What needs to be done
Go through the data below and copy it exactly, skipping every picture.
---------- Dataset records ----------
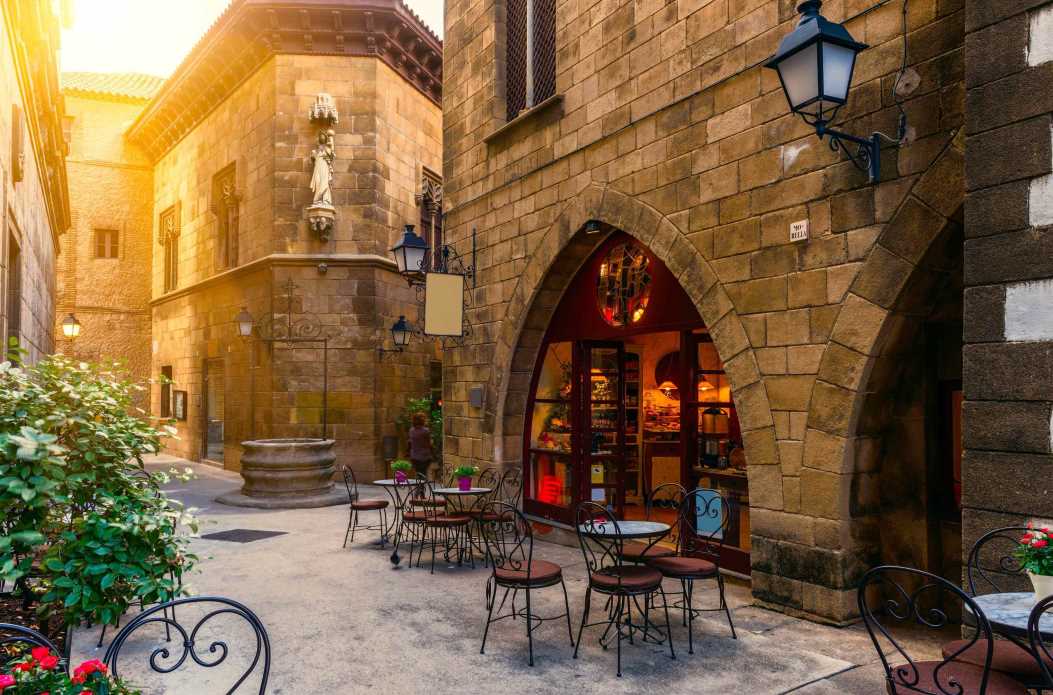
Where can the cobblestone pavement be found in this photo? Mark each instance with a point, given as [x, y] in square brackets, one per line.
[345, 620]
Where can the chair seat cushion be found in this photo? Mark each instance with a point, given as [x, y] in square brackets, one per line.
[1007, 657]
[444, 520]
[967, 675]
[683, 567]
[634, 577]
[368, 504]
[636, 551]
[541, 572]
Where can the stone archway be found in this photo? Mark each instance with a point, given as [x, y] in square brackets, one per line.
[556, 258]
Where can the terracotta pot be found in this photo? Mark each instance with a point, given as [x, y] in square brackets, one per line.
[1042, 584]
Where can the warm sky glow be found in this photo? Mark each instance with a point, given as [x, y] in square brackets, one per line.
[153, 36]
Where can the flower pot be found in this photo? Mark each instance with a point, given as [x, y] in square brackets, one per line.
[1042, 584]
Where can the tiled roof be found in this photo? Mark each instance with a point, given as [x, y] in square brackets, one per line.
[123, 85]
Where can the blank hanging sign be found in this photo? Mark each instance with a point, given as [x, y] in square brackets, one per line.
[443, 304]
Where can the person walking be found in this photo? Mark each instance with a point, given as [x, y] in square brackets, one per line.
[420, 444]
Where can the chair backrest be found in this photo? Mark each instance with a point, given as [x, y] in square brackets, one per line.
[701, 525]
[507, 536]
[893, 597]
[992, 568]
[16, 640]
[166, 657]
[602, 551]
[512, 487]
[351, 482]
[1037, 623]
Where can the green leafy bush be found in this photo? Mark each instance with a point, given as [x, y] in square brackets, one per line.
[83, 525]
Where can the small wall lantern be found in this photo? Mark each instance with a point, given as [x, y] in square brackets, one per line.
[71, 326]
[411, 253]
[815, 63]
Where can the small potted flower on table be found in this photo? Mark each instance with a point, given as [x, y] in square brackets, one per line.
[401, 469]
[1035, 554]
[463, 475]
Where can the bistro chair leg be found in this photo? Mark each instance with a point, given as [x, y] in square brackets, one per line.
[530, 631]
[491, 598]
[723, 604]
[669, 630]
[584, 616]
[567, 604]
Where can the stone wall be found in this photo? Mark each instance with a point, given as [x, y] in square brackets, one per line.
[1009, 246]
[668, 127]
[345, 288]
[25, 217]
[111, 187]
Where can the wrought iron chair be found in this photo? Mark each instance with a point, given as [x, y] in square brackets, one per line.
[15, 640]
[667, 497]
[164, 658]
[1039, 626]
[700, 527]
[509, 541]
[622, 583]
[357, 505]
[895, 596]
[992, 567]
[439, 528]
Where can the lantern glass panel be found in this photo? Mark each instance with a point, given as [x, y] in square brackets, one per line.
[837, 64]
[800, 77]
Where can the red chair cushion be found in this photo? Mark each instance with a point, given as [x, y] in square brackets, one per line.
[541, 572]
[634, 577]
[967, 675]
[683, 567]
[637, 552]
[1006, 656]
[369, 504]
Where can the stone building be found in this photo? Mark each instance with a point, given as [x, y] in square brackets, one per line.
[231, 147]
[634, 175]
[103, 275]
[34, 198]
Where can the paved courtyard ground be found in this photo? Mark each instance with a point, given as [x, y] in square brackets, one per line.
[345, 620]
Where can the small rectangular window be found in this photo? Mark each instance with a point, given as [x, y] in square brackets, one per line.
[105, 243]
[165, 392]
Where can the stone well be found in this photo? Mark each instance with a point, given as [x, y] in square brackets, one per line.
[286, 474]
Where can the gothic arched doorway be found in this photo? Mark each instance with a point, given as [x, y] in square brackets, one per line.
[628, 393]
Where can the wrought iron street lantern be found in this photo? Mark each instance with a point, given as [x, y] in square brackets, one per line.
[245, 322]
[815, 63]
[71, 326]
[411, 253]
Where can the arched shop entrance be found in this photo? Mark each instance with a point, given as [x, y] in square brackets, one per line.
[629, 393]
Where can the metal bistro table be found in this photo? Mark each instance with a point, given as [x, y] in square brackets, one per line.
[399, 494]
[631, 531]
[1008, 614]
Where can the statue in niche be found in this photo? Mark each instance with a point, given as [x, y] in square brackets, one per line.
[321, 177]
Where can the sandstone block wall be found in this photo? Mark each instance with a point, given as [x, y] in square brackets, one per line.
[669, 128]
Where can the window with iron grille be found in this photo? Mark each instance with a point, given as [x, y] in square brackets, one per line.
[170, 241]
[105, 243]
[531, 61]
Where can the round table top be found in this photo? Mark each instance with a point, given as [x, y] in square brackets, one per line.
[628, 530]
[1009, 613]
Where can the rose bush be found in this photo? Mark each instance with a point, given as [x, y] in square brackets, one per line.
[40, 673]
[84, 528]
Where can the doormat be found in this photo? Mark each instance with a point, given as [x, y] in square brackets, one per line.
[242, 535]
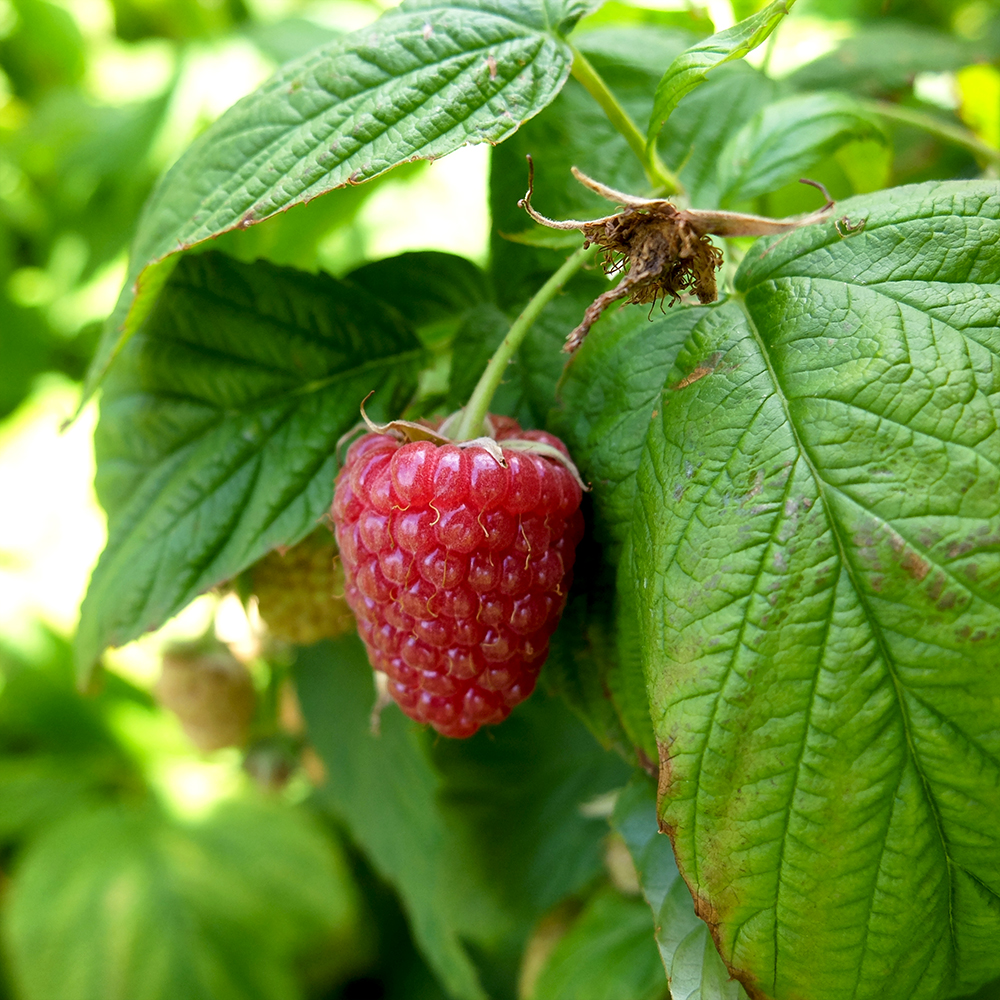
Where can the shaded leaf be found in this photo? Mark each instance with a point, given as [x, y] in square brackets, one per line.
[607, 954]
[478, 836]
[125, 904]
[691, 68]
[384, 789]
[218, 430]
[422, 81]
[612, 389]
[815, 554]
[424, 286]
[784, 140]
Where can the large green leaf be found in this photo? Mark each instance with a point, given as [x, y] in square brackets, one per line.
[123, 904]
[218, 430]
[694, 968]
[422, 81]
[612, 389]
[816, 554]
[885, 55]
[478, 836]
[691, 68]
[787, 138]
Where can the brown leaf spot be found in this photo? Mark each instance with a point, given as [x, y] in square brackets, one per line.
[707, 912]
[700, 372]
[666, 771]
[915, 565]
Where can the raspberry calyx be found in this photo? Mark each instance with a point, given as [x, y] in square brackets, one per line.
[457, 559]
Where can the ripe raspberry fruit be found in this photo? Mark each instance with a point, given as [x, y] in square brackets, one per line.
[457, 566]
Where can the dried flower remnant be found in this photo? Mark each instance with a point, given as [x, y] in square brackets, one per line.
[663, 250]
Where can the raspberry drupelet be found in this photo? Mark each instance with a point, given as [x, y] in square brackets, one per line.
[457, 568]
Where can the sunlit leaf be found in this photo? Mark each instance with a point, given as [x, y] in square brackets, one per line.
[218, 431]
[691, 68]
[815, 556]
[422, 81]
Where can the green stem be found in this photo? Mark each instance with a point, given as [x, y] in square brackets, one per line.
[660, 176]
[934, 125]
[471, 424]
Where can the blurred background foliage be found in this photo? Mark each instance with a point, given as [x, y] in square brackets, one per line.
[144, 852]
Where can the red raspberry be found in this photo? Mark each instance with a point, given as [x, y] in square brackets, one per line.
[457, 568]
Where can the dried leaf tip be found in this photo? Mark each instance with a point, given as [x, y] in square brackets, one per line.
[663, 251]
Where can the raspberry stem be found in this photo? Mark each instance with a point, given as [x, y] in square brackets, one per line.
[471, 424]
[660, 176]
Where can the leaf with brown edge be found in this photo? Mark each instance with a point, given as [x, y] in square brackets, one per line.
[815, 546]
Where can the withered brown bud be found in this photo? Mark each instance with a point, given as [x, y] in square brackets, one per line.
[663, 250]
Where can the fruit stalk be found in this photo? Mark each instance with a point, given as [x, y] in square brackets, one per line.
[471, 424]
[660, 176]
----------
Solved exercise
Where can the cobblestone pavement be found in this photo? Mark each instance with a point, given as [x, y] in square brackets, one per line.
[345, 620]
Where can the chair seat cushion be found in this photo? Mark each instance with a point, given as [x, y] in square brackets, one per line.
[1007, 657]
[444, 520]
[967, 675]
[683, 567]
[634, 577]
[368, 504]
[636, 551]
[541, 572]
Where can the stone archway be found in this photo? Mark each instance with a point, given as [x, y] in square brackets, one per line.
[556, 258]
Where can the terracotta pot be found in this photo? Mark each instance with a point, given as [x, y] in square brackets, one per line.
[1042, 584]
Where can the warm sky glow be found in this photo? Mark each instance with a point, given as [x, y] in square brackets, one per line.
[153, 36]
Where can the flower pot be found in this photo? Mark each instance with a point, given as [x, y] in square brackets, one per line.
[1042, 584]
Where can the tiled roof be found in this photo? Mark each instance with a point, given as [x, y] in square brackets, one per line.
[123, 85]
Where can the blank hanging sign be found in this photo? Mark each instance with a point, given as [x, y] in square brackets, one per line.
[443, 304]
Where can the person walking be found in this photo? Mark each instance with a point, given as [x, y] in square brackets, one per line.
[420, 444]
Where can the chair backrest be found in this photo? Mark each instance with a point, given as [x, y] in square brackets, one per line.
[701, 525]
[507, 536]
[893, 597]
[992, 568]
[16, 640]
[166, 657]
[602, 551]
[512, 487]
[351, 482]
[1037, 623]
Where can the green leafy bush be found in this photo? Mark each instance with a point, given as [x, y] in square brackets, one per line.
[83, 525]
Where can the small wall lantern be found in this photo? Mark each instance with a point, given as [x, y] in square brackets, one per line.
[71, 326]
[411, 253]
[815, 63]
Where can the small potted flower on table be found in this photo? Mark each instance with a point, given as [x, y] in square brackets, one per line.
[401, 469]
[1035, 554]
[463, 475]
Where can the bistro chair leg be found in this photo? Mark each instance with a point, given as [x, y] in square brackets, one per line.
[530, 631]
[491, 598]
[723, 604]
[669, 630]
[584, 616]
[567, 604]
Where can the stone wall be found in this photo? Mark each instance with a point, given as [x, y] in square brackets, one per line.
[1009, 246]
[668, 127]
[345, 288]
[25, 217]
[111, 187]
Where can the wrought iron chair be found in this photo? Mark each instance with a point, given as [x, y] in square brackets, one per line.
[15, 640]
[667, 497]
[164, 658]
[1039, 626]
[700, 527]
[509, 541]
[622, 583]
[357, 505]
[895, 596]
[992, 567]
[439, 528]
Where can the lantern glass panel be found in this photo? Mark each instance with a point, given as [x, y] in square brackets, one per line.
[837, 64]
[800, 77]
Where can the red chair cushion be found in this photo? Mark each instance with a point, given as [x, y] in square brackets, one per line.
[541, 572]
[634, 577]
[967, 675]
[683, 567]
[637, 552]
[1006, 656]
[369, 504]
Where can the stone building be found in this photo? Mark each instance with a point, given as [x, y] in square brackets, one per line.
[231, 147]
[634, 175]
[103, 275]
[34, 198]
Where can the paved courtyard ground be found in this photo? Mark each instance with a point, given as [x, y] in square brackets, one per line.
[345, 620]
Where can the small rectangular window be found in this photo? Mark each instance with a point, given as [x, y] in square brackets, one per line.
[105, 243]
[165, 392]
Where can the stone well be found in this photo? Mark each instance with a point, given as [x, y] in square brackets, one per line.
[286, 474]
Where can the gothic arched doorway be found in this photo? Mark each instance with a point, given as [x, y] in square brackets, one per line.
[628, 393]
Where can the wrought iron street lantern be found in this photo? Mark each instance with a point, given as [x, y] in square brackets, one per line.
[245, 322]
[815, 63]
[71, 326]
[411, 253]
Where can the arched shop entrance be found in this photo? Mark each instance with a point, given as [x, y] in square brackets, one per line.
[629, 393]
Where can the metal bistro table be found in this photo? Mark each instance with a point, given as [x, y] in square brackets, one per line.
[399, 494]
[631, 531]
[1008, 614]
Where can the statue in niche be found in this photo? Mark each instance with a point, given as [x, y] in square brackets, one per line.
[321, 177]
Where can the sandstone block wall be found in this photo? Mark each instance with a point, given as [x, y] in square brackets, one per line.
[669, 128]
Where can the window with iron grille be found in this photo? Mark each instance with a point, given as [x, y] in square brackets, one per line.
[170, 241]
[105, 243]
[531, 61]
Where can the round table top be found in this photo? Mark each instance with a point, given as [x, y] in square brackets, one per line.
[628, 530]
[1009, 613]
Where can the rose bush be found in this photo? Mark each instance with a point, given as [x, y] in square brackets, one per line.
[40, 673]
[84, 528]
Where can the doormat be found in this photo? Mark each instance with a point, given as [x, y] in square brackets, one per line.
[242, 535]
Where can the shaded leaf be found in this photo? Mark each instance with a point, given as [x, y] in square brackets, one per line.
[607, 954]
[478, 836]
[125, 904]
[691, 68]
[384, 789]
[218, 430]
[422, 81]
[612, 389]
[815, 554]
[424, 286]
[784, 140]
Where can the large green leaf be found in this photo? Mark each instance with a point, given as [x, y] in square brackets, one per line.
[123, 904]
[218, 430]
[694, 968]
[422, 81]
[612, 389]
[816, 554]
[885, 55]
[478, 836]
[691, 68]
[787, 138]
Where can the brown leaf spot be found in this photo? Mark each instance with a point, given as [x, y] in square brackets, one per line.
[707, 912]
[700, 372]
[666, 771]
[915, 565]
Where can the raspberry calyx be found in this photo? Mark each instance with a point, given as [x, y] in square brackets, one per line.
[457, 559]
Where can the ripe raspberry fruit be found in this photo? Mark each instance with a point, given as [x, y] in square brackets, one per line.
[457, 566]
Where can the dried flower remnant be found in this photo? Mark each instance with a point, given as [x, y] in square brackets, one per line.
[663, 250]
Where can the raspberry drupelet be found in this photo? Mark each instance with a point, given as [x, y] in square brackets, one per line.
[457, 568]
Where can the sunlit leaf be found in this photo? Mark each instance with a point, given as [x, y] in square brackets, one per line.
[218, 431]
[691, 68]
[815, 556]
[422, 81]
Where can the green stem be found in this photo? Mark each instance with a point, given as [x, y] in square brackets, one per line.
[660, 176]
[934, 125]
[471, 424]
Where can the blurred background foliage be found in this photo? Mark each instance with a point, given as [x, y] in square brackets, one per line.
[144, 852]
Where can the red raspberry be found in this photo? Mark each instance with a point, given as [x, y] in square brackets, one per line.
[457, 568]
Where can the dried leaf tip be found in this photo? Mark each instance with a point, given as [x, y] in square brackets, one per line.
[663, 251]
Where can the raspberry stem be found in this photo? Mark each instance with a point, given as [x, y] in square brackets, one per line.
[471, 424]
[660, 176]
Where can the leaf with brown edge be found in this photo? Mark each instance with a point, given as [x, y] in square brackets, one per line.
[815, 546]
Where can the withered brown bud be found in this photo? Mark each instance with a point, given as [x, y] in square brackets, one per line.
[663, 250]
Where can the fruit stalk be found in this photo? Mark each instance with a point, given as [x, y] in square brackets, one per line.
[471, 424]
[660, 176]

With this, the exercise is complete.